#### Coordinate labeling data
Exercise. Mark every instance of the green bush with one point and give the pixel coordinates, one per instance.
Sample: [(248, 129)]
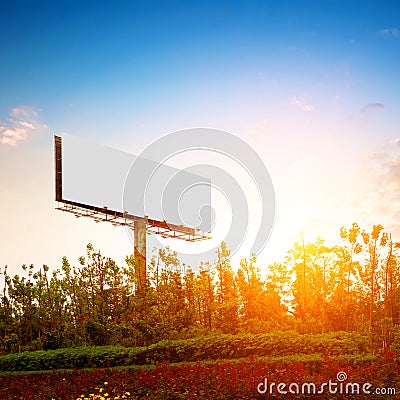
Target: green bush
[(201, 348)]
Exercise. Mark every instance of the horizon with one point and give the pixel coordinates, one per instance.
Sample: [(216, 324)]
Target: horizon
[(310, 87)]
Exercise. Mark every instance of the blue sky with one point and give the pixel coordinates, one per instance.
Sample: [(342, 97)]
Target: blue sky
[(312, 85)]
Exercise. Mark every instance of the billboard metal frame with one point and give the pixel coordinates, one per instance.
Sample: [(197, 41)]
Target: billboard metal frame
[(140, 225)]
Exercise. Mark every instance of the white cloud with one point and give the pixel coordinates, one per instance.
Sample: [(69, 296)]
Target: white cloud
[(390, 32), (372, 107), (26, 124), (302, 105), (19, 126)]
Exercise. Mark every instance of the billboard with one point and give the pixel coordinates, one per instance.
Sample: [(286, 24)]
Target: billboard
[(100, 176)]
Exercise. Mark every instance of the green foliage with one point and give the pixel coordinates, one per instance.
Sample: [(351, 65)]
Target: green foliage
[(201, 348)]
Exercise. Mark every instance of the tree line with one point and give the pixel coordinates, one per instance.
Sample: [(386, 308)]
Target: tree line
[(354, 286)]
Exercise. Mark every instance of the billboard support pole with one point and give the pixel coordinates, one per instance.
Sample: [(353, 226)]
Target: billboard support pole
[(139, 231)]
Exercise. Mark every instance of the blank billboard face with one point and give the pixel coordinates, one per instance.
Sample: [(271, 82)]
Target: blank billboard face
[(99, 176)]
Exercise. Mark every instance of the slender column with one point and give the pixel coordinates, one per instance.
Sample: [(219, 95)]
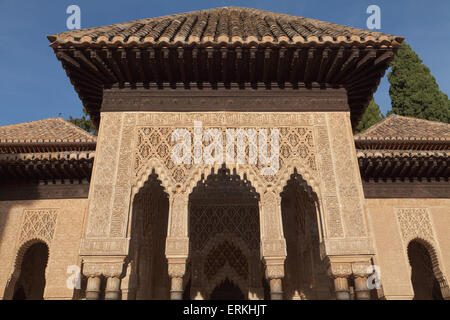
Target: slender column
[(177, 243), (275, 274), (93, 287), (177, 268), (340, 272), (361, 271), (109, 267), (112, 291), (273, 244)]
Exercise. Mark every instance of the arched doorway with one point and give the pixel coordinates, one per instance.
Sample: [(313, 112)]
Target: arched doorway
[(305, 272), (227, 290), (31, 282), (224, 233), (149, 278), (425, 284)]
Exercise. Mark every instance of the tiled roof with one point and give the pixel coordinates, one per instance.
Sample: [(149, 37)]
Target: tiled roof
[(52, 130), (228, 25), (404, 128)]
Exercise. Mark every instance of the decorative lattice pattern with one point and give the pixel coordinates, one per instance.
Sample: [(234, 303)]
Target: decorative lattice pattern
[(155, 143), (207, 220), (224, 253), (415, 223), (38, 224)]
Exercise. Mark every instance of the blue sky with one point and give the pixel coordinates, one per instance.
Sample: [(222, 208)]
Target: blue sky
[(33, 84)]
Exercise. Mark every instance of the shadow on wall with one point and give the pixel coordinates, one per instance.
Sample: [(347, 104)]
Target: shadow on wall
[(28, 279)]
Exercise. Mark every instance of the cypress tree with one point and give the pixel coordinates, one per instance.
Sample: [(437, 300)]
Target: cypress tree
[(414, 91), (371, 116), (84, 123)]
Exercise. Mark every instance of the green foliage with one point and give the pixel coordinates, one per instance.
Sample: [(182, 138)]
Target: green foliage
[(371, 116), (84, 123), (414, 91)]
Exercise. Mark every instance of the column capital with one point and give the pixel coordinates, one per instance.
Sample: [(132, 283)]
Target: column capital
[(177, 247), (176, 267), (362, 269), (274, 267), (106, 266), (339, 270)]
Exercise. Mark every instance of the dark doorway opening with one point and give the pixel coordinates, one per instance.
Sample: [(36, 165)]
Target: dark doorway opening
[(425, 284), (227, 290), (31, 282)]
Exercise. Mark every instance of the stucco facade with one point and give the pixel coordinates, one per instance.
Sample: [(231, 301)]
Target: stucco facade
[(225, 167)]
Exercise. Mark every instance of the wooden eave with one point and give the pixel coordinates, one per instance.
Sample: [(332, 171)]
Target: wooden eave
[(61, 166), (356, 67), (403, 165)]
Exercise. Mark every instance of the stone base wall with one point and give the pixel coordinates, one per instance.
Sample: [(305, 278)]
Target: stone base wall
[(393, 224), (58, 223)]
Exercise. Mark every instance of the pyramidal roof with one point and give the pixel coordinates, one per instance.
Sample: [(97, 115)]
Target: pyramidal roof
[(45, 131), (228, 25), (397, 127)]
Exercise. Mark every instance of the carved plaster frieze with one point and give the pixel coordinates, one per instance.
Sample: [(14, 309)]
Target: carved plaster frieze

#### EXERCISE DETAILS
Render every line of the data above as a Markdown table with the columns Number and Entry, one numbered row per line, skipping blank lines. Omit the pictures from your table.

#### WORKED SOLUTION
| Number | Entry |
|---|---|
| 1 | Exercise. Mark every instance of the green bush with one point and give the pixel coordinates, one per instance. |
| 2 | Sample: [(248, 129)] |
| 3 | Target: green bush |
| 4 | [(201, 348)] |
| 5 | Exercise. Mark every instance of the horizon with one point and give the pixel coordinates, one per instance. |
| 6 | Sample: [(216, 324)] |
| 7 | Target: horizon |
| 8 | [(310, 87)] |
| 9 | Exercise. Mark every instance of the blue sky with one point and give the pixel coordinates, one per instance. |
| 10 | Sample: [(342, 97)] |
| 11 | Target: blue sky |
| 12 | [(312, 85)] |
| 13 | Exercise. Mark every instance of the billboard metal frame with one point and give the pixel coordinates, one per instance. |
| 14 | Sample: [(197, 41)] |
| 15 | Target: billboard metal frame |
| 16 | [(140, 225)] |
| 17 | Exercise. Mark every instance of the white cloud with one point and give the pixel coordinates, one per instance. |
| 18 | Sample: [(69, 296)] |
| 19 | Target: white cloud |
| 20 | [(390, 32), (372, 107), (26, 124), (302, 105), (19, 126)] |
| 21 | Exercise. Mark every instance of the billboard with one point and give the pixel coordinates, one per instance. |
| 22 | Sample: [(286, 24)] |
| 23 | Target: billboard |
| 24 | [(100, 176)] |
| 25 | Exercise. Mark every instance of the green foliage with one point and give the pixel coordinates, one per instance. |
| 26 | Sample: [(351, 65)] |
| 27 | Target: green foliage |
| 28 | [(201, 348)] |
| 29 | Exercise. Mark every instance of the tree line with one point and give the pixel coordinates, one per instance. |
| 30 | Sample: [(386, 308)] |
| 31 | Target: tree line |
| 32 | [(354, 286)] |
| 33 | Exercise. Mark every instance of the billboard support pole with one point and give the pixel coordinates, one per instance. |
| 34 | Sample: [(353, 226)] |
| 35 | Target: billboard support pole |
| 36 | [(139, 231)] |
| 37 | Exercise. Mark every instance of the blank billboard face with one point and give the pixel coordinates, one per instance. |
| 38 | Sample: [(271, 82)] |
| 39 | Target: blank billboard face |
| 40 | [(99, 176)] |
| 41 | Exercise. Mark every instance of the slender column with one point and give the pixel coordinates, one per instance. |
| 42 | Sample: [(219, 95)] |
| 43 | Target: slender column |
| 44 | [(177, 243), (275, 274), (93, 287), (177, 268), (340, 272), (361, 271), (109, 267), (112, 291), (273, 244)] |
| 45 | Exercise. Mark every instance of the arched doorway with one point and give the pixel coordinates, one per instance. |
| 46 | Sample: [(313, 112)] |
| 47 | Target: arched doorway |
| 48 | [(305, 272), (227, 290), (31, 282), (224, 233), (149, 278), (425, 284)] |
| 49 | Exercise. Mark every instance of the tiled roof with one point and give the pixel coordinates, one per instance. |
| 50 | Sample: [(149, 37)] |
| 51 | Target: tiled roof |
| 52 | [(52, 130), (228, 25), (404, 128)] |
| 53 | Exercise. Mark every instance of the decorative lattice pattern with one point and give the pixel coordinates, one per instance. |
| 54 | Sample: [(234, 303)] |
| 55 | Target: decorative lattice pattern |
| 56 | [(155, 143), (207, 220), (224, 253), (415, 223), (38, 224)] |
| 57 | Exercise. Mark every instance of the blue sky with one point and give the pixel coordinates, one per instance. |
| 58 | Sample: [(222, 208)] |
| 59 | Target: blue sky |
| 60 | [(33, 84)] |
| 61 | Exercise. Mark every instance of the shadow on wall with one point and give the pixel coordinates, one per instance. |
| 62 | Sample: [(347, 104)] |
| 63 | Target: shadow on wall |
| 64 | [(28, 279)] |
| 65 | Exercise. Mark every instance of the cypress tree with one point and give the pixel coordinates, one per instance. |
| 66 | Sample: [(437, 300)] |
| 67 | Target: cypress tree |
| 68 | [(414, 91), (371, 116), (84, 123)] |
| 69 | Exercise. Mark every instance of the green foliage with one point and give the pixel coordinates, one per instance. |
| 70 | Sample: [(182, 138)] |
| 71 | Target: green foliage |
| 72 | [(371, 116), (84, 123), (414, 91)] |
| 73 | Exercise. Mark every instance of the column capital with one point and give the pixel coordinates, one per instance. |
| 74 | Sample: [(132, 283)] |
| 75 | Target: column capital |
| 76 | [(177, 247), (176, 267), (362, 269), (274, 267), (106, 266), (339, 270)] |
| 77 | Exercise. Mark every instance of the dark doorway opening with one point and give the pixel coordinates, one per instance. |
| 78 | Sample: [(36, 165)] |
| 79 | Target: dark doorway opening |
| 80 | [(425, 284), (227, 290), (31, 282)] |
| 81 | Exercise. Mark every instance of the stucco facade with one point and give the pixel coordinates, one per instance. |
| 82 | Sample: [(231, 301)] |
| 83 | Target: stucco facade |
| 84 | [(225, 167)] |
| 85 | Exercise. Mark every instance of the wooden eave with one point and give the pixel coordinates, one per instance. |
| 86 | Sample: [(332, 171)] |
| 87 | Target: wooden eave |
| 88 | [(61, 166), (356, 67), (403, 165)] |
| 89 | Exercise. Mark every instance of the stone base wall with one point and give the pixel coordinates, one per instance. |
| 90 | Sample: [(305, 278)] |
| 91 | Target: stone base wall |
| 92 | [(393, 224), (58, 223)] |
| 93 | Exercise. Mark every instance of the pyramidal roof with one point and give the pixel coordinates, one per instance. |
| 94 | Sample: [(97, 115)] |
| 95 | Target: pyramidal roof |
| 96 | [(45, 131), (228, 25), (397, 127)] |
| 97 | Exercise. Mark every instance of the carved plaster frieze with one point and give the pixel coordinates, one per instance. |
| 98 | Sample: [(14, 309)] |
| 99 | Target: carved plaster frieze |